▸ Texto proporcionado:
####################

La fotografía de Dilcia Cortés roza esos límites, hay certezas estéticas y conceptuales que creo merecen el reconocimiento; nos impone la necesidad de asumir con estoicismo y sin miedo los temas vinculados a la protección infantil, no verlos como temas tabú, hablar abiertamente de él, que se vuelva cotidiano para asegurar la prevención y el tratamiento de las víctimas y el castigo a los culpables.
También esta muestra agrega la necesidad de la prevención, es interesante como la artista aboga, con la compañía de las instituciones de derechos de la niñez, para la creación de un Protocolo de Protección de las niñas y los niños en el mundo de la cultura y el arte.
Esto es trascendental, normalmente ese mundo se ha sacralizado como “culto y sensible” y en el peor de los casos libre de violencia y abuso, sin embargo, es un mundo agresivo. ¿Cuántos artistas no habrán abusado de sus modelos? ¿Cuántos abusadores no se habrán enmascarado de artistas? Si ya nuestros discursos “intelectuales” están cargados de machismo y patriarcado, nuestro lenguaje mismo es violento; es bueno aceptar que las desgracias del mundo del arte han sido en gran parte porque muchos hemos cerrado los ojos como unos desgraciados ante verdades y realidades que queremos disfrazar bajo el velo del talento o la falsa sensibilidad.
La exposición de Cortés nos hace feroces preguntas de forma frontal, nos llama a recordar la imagen común en los hogares provincianos hondureños de “La Nigüenta”, esa niña semidesnuda que siempre estaba sacándose una espina en las salas de todas las casas del occidente de Honduras y que en muchas ocasiones hasta servía de amuleto para la buena suerte; estas fotografías nos confrontan y nos preguntan por el desfile de belleza infantil de las niñas adiestradas por sus padres, docentes y productores de espectáculos para exponerse con movimientos y vestuario en eventos escolares o sociales, una clara apología al canon que asigna un papel determinante a la mujer y a las niñas.
Dilcia Cortés es una artista joven, he hablado ampliamente con ella sobre esta muestra, sabe que hay mucho que recorrer y que aprender, no solo de fotografía, sino de la vida; hoy posee como mérito tratar con altura este tema y desde luego quedamos a la expectativa para que el desarrollo final de su trabajo tenga un éxito más allá del estético (ese éxito sin duda está asegurado), hablo de la sensibilización de un discurso que nos ofrezca desde el arte interrogantes precisas que nos lleven a establecer debates que terminen en responsabilidades humanas, personales e institucionales, sobre la protección infantil, y no hablo de un arte utilitario (le quito la esperanza a los puristas diletantes), hablo de una visión sobre un mundo más seguro y de un lenguaje artístico capaz de desnudar la normalización de las imágenes de explotación infantil, la desigualdad de género, la violencia sexual ejercida sobre las niñas y las mujeres, la pornografía infantil y
el machismo.
La sutil agresividad de esta muestra fotográfica nos regresa a esa orilla inacabada de nuestra existencia de la que huimos o disimulamos con alevosía: se trata de una vieja deuda que tiene que ver con la protección infantil.
Esta es una fotografía donde la llaga de la deformidad humana nos confronta. Es verdad que por la resolución técnica, pareciera que hay una veladura casi poética, una aura que nos causa un sabor lejano, un sepia ácido que lentamente golpea en las playas de la fiebre, pero nada más estamos ante un simulacro de la ternura.
Con esta colección de fotografía, Dilcia Cortés se ubica como una protagonista de su generación en el arte hondureño, sin embargo, el afán estético queda rebasado y no se trata de la fuerza conceptual, el perfecto soporte y la resolución definida en sus fotografías, pues prefiere discursar a representar, formular un proceso de reflexión donde ella no escoge un modelo o elabora una locación, sino que indaga con transparencia ese mundo doloroso donde la inocencia no es vencida, ni se borra sino que se sostiene a pesar de la barbarie, la contrariedad y la violencia.

####################

▸ Datos de origen:
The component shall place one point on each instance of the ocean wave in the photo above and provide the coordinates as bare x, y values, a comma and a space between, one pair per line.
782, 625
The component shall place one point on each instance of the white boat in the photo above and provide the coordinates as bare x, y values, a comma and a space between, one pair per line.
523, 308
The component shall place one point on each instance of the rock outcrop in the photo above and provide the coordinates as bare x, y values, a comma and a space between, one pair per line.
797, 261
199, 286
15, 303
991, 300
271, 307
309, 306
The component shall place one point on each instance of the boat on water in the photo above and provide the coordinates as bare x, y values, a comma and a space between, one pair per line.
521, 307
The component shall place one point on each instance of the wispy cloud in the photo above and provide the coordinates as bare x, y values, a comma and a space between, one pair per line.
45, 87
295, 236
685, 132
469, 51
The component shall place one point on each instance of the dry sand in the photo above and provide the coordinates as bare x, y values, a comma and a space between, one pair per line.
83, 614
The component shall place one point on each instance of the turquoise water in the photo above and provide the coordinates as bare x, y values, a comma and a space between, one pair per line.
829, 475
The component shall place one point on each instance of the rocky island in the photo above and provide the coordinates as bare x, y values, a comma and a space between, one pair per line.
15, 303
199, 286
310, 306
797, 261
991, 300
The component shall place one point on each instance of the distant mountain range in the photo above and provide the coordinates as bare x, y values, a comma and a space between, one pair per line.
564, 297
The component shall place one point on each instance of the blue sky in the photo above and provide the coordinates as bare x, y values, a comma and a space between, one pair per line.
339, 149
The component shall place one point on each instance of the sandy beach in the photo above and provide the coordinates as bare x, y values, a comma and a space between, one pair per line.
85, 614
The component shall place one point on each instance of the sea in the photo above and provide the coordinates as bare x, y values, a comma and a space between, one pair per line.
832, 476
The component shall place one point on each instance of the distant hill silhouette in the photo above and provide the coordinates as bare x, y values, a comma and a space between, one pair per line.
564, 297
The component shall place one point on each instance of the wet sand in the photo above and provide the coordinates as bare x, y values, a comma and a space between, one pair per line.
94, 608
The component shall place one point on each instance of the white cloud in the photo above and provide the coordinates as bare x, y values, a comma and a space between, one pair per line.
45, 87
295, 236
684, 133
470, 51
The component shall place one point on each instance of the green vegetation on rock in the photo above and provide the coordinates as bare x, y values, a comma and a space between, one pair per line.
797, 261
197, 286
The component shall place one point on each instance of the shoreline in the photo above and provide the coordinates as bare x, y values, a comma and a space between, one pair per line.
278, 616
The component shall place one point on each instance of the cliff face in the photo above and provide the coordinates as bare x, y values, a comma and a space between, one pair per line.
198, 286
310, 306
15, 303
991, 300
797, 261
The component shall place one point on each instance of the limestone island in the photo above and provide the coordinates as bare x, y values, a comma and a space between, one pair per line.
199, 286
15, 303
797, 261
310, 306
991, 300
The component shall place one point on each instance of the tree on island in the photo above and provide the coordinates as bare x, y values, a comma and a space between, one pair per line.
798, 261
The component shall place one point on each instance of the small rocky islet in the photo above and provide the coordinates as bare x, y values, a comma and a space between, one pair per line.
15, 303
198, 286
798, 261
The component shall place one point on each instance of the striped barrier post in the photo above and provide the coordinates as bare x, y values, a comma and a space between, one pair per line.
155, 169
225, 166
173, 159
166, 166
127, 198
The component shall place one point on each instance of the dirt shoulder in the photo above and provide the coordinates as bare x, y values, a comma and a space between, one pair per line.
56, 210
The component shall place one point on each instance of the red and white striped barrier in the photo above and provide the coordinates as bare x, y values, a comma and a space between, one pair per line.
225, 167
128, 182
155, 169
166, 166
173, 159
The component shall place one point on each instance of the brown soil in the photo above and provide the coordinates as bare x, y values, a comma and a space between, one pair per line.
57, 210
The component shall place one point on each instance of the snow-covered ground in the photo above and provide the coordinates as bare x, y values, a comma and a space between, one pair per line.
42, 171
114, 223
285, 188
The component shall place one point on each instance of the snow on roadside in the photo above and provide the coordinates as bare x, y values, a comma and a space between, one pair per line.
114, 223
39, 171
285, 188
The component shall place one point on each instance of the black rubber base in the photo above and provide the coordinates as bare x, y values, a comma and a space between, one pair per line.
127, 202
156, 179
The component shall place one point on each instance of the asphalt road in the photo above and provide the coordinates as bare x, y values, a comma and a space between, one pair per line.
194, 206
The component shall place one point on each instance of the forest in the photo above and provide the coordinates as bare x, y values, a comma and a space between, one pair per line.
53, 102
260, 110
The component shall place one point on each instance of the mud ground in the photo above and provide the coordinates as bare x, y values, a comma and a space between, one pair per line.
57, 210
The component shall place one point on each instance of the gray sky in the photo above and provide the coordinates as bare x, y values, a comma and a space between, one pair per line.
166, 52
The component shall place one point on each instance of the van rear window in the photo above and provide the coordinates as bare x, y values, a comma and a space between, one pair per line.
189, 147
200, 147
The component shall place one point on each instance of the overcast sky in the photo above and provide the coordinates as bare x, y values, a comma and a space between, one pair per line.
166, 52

####################

▸ Consigna A: Según el texto sobre la exposición de Dilcia Cortés, ¿qué protocolo promueve la artista junto con las instituciones de derechos de la niñez?
▸ Consigna B: Reproduzca el pasaje del texto sobre la exposición de Dilcia Cortés que comienza con las palabras que contienen "Esta es una" y termina con "y la violencia.".
Responda basándose únicamente en el texto.

▸ Espacio de respuesta A: Un Protocolo de Protección de las niñas y los niños en el mundo de la cultura y el arte.

▸ Espacio de respuesta B:
Esta es una fotografía donde la llaga de la deformidad humana nos confronta. Es verdad que por la resolución técnica, pareciera que hay una veladura casi poética, una aura que nos causa un sabor lejano, un sepia ácido que lentamente golpea en las playas de la fiebre, pero nada más estamos ante un simulacro de la ternura.
Con esta colección de fotografía, Dilcia Cortés se ubica como una protagonista de su generación en el arte hondureño, sin embargo, el afán estético queda rebasado y no se trata de la fuerza conceptual, el perfecto soporte y la resolución definida en sus fotografías, pues prefiere discursar a representar, formular un proceso de reflexión donde ella no escoge un modelo o elabora una locación, sino que indaga con transparencia ese mundo doloroso donde la inocencia no es vencida, ni se borra sino que se sostiene a pesar de la barbarie, la contrariedad y la violencia.